• Exercise description
Repeat everything from the start of the records down to the line containing "Query: temple window", with both ends included.

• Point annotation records
────────

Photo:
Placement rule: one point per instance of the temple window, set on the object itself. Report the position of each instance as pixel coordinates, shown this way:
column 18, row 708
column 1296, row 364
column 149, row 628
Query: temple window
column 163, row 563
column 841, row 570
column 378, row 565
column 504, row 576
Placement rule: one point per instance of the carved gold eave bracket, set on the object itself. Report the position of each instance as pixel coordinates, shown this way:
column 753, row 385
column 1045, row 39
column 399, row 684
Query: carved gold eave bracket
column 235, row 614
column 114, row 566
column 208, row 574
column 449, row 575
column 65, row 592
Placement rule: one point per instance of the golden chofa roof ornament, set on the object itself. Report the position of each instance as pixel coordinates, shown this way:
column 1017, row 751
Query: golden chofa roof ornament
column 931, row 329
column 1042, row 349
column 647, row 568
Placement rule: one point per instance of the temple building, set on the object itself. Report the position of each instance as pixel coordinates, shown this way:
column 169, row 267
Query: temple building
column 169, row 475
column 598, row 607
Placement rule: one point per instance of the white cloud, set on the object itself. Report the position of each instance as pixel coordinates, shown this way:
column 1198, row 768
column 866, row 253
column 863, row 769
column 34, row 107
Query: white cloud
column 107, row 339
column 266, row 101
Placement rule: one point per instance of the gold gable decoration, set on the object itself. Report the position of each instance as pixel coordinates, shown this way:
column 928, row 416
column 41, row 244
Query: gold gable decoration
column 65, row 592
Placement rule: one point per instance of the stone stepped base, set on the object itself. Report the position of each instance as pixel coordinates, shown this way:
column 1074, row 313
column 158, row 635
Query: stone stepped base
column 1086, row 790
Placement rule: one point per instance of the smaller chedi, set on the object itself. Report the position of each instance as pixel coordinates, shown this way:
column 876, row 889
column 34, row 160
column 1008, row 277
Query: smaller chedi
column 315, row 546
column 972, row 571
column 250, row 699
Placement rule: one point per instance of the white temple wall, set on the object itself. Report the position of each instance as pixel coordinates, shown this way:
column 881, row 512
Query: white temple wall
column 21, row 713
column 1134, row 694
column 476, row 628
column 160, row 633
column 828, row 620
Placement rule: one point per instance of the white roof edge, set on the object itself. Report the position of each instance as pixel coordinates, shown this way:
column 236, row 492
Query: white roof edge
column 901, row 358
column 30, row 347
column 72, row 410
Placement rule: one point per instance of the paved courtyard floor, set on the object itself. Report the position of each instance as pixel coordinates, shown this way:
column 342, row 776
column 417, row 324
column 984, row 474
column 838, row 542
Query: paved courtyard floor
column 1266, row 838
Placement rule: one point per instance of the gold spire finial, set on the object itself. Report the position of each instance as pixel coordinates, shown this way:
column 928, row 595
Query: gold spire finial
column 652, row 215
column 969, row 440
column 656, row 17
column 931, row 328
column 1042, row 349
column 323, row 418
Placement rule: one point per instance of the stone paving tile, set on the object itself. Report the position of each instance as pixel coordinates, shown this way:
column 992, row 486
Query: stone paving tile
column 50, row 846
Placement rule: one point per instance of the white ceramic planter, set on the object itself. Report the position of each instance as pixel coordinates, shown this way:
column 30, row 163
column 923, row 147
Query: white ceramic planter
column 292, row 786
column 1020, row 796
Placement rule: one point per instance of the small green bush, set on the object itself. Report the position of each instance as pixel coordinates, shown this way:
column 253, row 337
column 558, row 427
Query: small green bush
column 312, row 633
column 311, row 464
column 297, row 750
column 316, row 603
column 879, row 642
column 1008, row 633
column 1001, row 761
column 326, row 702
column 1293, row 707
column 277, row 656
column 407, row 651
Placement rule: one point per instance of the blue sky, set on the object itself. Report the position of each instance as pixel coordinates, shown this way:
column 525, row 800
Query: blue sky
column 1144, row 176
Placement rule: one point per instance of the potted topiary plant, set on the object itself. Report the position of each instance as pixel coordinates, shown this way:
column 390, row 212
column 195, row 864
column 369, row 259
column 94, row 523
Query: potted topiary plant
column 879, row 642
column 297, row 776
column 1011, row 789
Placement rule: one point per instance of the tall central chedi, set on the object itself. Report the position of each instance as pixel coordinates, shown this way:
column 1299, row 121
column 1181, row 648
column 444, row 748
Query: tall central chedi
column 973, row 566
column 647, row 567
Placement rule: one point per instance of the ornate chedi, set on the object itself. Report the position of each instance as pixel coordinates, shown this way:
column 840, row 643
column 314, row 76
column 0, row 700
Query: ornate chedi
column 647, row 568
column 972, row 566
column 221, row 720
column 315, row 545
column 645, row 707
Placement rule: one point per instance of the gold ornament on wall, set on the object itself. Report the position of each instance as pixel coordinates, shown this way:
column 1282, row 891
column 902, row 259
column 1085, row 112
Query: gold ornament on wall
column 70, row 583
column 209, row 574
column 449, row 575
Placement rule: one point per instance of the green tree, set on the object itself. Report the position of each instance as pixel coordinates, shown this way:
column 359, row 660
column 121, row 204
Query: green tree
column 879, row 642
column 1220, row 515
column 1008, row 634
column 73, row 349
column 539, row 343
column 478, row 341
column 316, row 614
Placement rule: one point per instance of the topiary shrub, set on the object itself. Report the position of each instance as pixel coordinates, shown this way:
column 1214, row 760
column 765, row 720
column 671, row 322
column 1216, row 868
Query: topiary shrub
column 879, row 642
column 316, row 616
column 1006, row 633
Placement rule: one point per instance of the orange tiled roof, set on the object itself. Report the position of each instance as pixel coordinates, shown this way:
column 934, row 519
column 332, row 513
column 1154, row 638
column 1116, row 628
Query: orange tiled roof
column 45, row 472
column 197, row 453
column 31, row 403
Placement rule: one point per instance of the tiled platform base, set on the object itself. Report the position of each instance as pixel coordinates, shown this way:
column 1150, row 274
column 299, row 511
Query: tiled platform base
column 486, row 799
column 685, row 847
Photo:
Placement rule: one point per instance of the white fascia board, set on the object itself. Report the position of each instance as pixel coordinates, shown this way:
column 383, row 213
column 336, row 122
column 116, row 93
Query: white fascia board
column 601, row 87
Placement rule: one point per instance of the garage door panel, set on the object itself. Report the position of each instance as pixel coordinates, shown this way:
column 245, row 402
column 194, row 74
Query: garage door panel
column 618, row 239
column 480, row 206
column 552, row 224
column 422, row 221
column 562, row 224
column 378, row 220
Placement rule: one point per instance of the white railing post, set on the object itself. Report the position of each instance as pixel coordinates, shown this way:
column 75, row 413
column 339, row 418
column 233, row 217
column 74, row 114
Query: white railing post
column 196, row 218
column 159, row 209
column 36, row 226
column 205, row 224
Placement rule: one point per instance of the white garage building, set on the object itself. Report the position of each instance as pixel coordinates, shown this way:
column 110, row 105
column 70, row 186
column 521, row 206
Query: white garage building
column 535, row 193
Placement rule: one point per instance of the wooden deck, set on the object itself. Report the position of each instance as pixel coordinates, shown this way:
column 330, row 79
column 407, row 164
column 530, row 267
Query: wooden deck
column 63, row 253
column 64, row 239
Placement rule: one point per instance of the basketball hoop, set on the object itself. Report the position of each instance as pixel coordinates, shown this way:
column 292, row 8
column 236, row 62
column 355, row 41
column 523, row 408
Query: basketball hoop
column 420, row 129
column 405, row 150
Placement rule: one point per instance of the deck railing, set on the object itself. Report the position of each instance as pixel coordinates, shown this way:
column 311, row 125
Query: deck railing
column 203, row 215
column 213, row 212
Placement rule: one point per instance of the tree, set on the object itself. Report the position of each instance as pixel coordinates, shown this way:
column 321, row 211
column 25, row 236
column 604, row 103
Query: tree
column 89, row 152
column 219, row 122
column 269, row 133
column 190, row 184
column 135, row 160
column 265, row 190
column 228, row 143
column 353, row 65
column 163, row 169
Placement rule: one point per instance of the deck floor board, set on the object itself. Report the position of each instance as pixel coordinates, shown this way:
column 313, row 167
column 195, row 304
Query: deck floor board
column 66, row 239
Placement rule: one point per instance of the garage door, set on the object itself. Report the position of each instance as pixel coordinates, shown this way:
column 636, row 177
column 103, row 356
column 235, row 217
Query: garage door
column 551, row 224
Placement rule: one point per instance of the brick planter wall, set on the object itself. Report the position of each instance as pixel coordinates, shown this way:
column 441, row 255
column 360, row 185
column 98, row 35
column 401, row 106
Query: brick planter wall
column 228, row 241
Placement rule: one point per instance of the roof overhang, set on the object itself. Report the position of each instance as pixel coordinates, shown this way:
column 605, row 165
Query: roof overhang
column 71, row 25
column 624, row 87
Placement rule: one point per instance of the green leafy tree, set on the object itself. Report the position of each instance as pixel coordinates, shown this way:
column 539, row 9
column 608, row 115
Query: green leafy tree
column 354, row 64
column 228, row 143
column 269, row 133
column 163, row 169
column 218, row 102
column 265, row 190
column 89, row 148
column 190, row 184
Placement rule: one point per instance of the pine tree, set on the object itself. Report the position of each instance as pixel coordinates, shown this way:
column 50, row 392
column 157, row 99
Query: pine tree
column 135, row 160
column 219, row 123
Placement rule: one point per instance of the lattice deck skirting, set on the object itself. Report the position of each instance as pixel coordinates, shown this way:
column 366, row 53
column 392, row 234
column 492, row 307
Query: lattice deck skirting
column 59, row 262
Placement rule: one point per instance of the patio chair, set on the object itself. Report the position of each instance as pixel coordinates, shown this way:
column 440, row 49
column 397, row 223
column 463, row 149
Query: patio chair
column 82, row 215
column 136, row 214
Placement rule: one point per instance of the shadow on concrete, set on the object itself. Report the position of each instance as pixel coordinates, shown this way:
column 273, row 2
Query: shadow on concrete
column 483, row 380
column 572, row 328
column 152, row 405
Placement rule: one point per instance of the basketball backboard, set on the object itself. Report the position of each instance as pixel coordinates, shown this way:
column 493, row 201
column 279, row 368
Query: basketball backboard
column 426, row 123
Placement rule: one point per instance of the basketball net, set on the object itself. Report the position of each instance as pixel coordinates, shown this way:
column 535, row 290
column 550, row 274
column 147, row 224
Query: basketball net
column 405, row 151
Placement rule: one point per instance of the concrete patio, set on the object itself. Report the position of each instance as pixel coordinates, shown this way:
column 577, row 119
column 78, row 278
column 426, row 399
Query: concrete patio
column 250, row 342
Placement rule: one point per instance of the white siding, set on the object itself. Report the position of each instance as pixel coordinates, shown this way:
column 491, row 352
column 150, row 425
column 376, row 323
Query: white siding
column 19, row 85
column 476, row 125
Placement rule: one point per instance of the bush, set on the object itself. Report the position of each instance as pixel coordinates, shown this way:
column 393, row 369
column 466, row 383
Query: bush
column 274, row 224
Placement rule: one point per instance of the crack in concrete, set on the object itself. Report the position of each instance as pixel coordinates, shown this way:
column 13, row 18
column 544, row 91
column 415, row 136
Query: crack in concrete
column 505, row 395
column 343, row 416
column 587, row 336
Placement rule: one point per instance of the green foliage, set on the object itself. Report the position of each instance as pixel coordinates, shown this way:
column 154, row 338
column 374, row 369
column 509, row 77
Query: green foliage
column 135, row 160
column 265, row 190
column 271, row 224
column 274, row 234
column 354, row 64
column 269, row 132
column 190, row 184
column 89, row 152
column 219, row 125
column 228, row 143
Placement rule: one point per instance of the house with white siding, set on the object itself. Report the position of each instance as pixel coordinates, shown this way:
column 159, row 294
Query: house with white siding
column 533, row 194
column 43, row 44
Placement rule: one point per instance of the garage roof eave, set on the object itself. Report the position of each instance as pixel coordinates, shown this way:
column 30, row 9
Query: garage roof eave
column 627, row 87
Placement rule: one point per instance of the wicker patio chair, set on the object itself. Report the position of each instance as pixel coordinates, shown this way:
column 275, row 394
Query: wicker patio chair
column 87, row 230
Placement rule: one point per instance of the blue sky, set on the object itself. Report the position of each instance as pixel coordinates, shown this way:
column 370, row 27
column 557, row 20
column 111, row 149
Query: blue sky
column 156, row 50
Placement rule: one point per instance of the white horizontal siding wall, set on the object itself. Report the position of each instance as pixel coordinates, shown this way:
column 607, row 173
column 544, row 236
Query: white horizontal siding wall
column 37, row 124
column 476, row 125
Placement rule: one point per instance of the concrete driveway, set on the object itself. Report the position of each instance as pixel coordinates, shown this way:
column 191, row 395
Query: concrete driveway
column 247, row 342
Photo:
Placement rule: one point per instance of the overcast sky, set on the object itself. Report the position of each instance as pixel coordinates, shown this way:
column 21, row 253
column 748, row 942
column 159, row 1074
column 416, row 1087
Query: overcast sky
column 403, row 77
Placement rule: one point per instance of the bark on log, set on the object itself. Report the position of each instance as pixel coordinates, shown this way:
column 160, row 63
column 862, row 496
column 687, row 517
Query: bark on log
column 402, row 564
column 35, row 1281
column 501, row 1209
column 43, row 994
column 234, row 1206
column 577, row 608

────────

• Result for this exercise
Photo:
Placement rule: one point per instance of the temple window, set on the object itself. Report the position of each instance as pixel coordinates, shown this way:
column 18, row 708
column 1296, row 364
column 149, row 628
Query: temple window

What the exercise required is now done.